┌─ EXCERPT PROVIDED

Yazu, Tottori
The rivers move quietly here — the Hatto and Miyakoko threading through a basin ringed by peaks that hold snow well into the year. Yazu-cho sits in the upland interior of eastern Tottori, formed when three towns — Kooge, Funaoka, and Hatto — merged in 2005, and the seams of that merger are still visible in the way the valley widens and narrows between settlements.
What persists across those seams is a particular kind of ceremonial life. The Kirin Shishi-mai, a lion dance tradition, moves through the area in a form distinct from the more familiar versions seen elsewhere in Japan. The Mizuguchi Joruri Ningyo Shibai — puppet theater performed in a rural setting — suggests a community that once sustained its own indoor dramatic world through winters when the mountains closed the valley in. The Yabe Family Residence in what was Hatto-cho stands as a remnant of the domestic architecture that once organized this agricultural society, its proportions shaped by the demands of the land rather than by any urban influence.

└─
┌─ DATA SHOWN

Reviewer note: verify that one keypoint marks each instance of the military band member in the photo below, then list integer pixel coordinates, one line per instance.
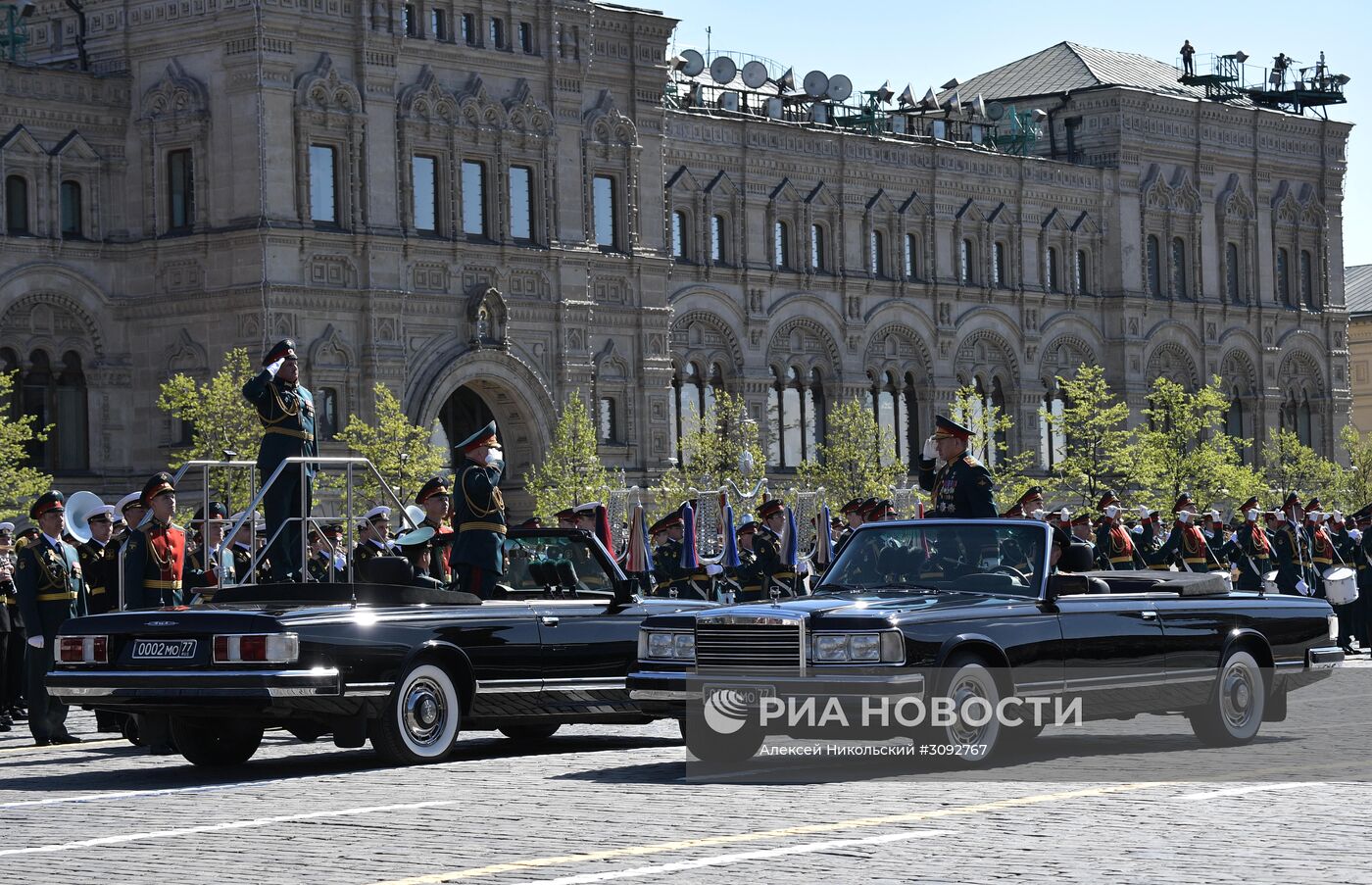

└─

■ WRITTEN PROBLEM 1 ■
Answer these questions from the passage about Yazu, writing each on its own line:
(a) Which two rivers thread through the basin?
(b) Which three towns merged to form Yazu-cho, and in what year?
(c) In which former town does the Yabe Family Residence stand?
■ WRITTEN PROBLEM 2 ■
Print the part of the passage about Yazu that opens with the words containing "What persists across" and closes with "any urban influence.".
■ WRITTEN PROBLEM 3 ■
Summarize the passage about Yazu in two sentences.

■ RIGHT ANSWER 1 ■
(a) The Hatto and the Miyakoko.
(b) Kooge, Funaoka, and Hatto, in 2005.
(c) Hatto-cho.

■ RIGHT ANSWER 2 ■
What persists across those seams is a particular kind of ceremonial life. The Kirin Shishi-mai, a lion dance tradition, moves through the area in a form distinct from the more familiar versions seen elsewhere in Japan. The Mizuguchi Joruri Ningyo Shibai — puppet theater performed in a rural setting — suggests a community that once sustained its own indoor dramatic world through winters when the mountains closed the valley in. The Yabe Family Residence in what was Hatto-cho stands as a remnant of the domestic architecture that once organized this agricultural society, its proportions shaped by the demands of the land rather than by any urban influence.

■ RIGHT ANSWER 3 ■
Yazu-cho lies in a river basin ringed by peaks in the upland interior of eastern Tottori and was formed in 2005 when Kooge, Funaoka, and Hatto merged. A distinct ceremonial life persists across the former towns, including the Kirin Shishi-mai lion dance and the Mizuguchi Joruri Ningyo Shibai puppet theater, and the Yabe Family Residence in what was Hatto-cho remains from the area's agricultural past.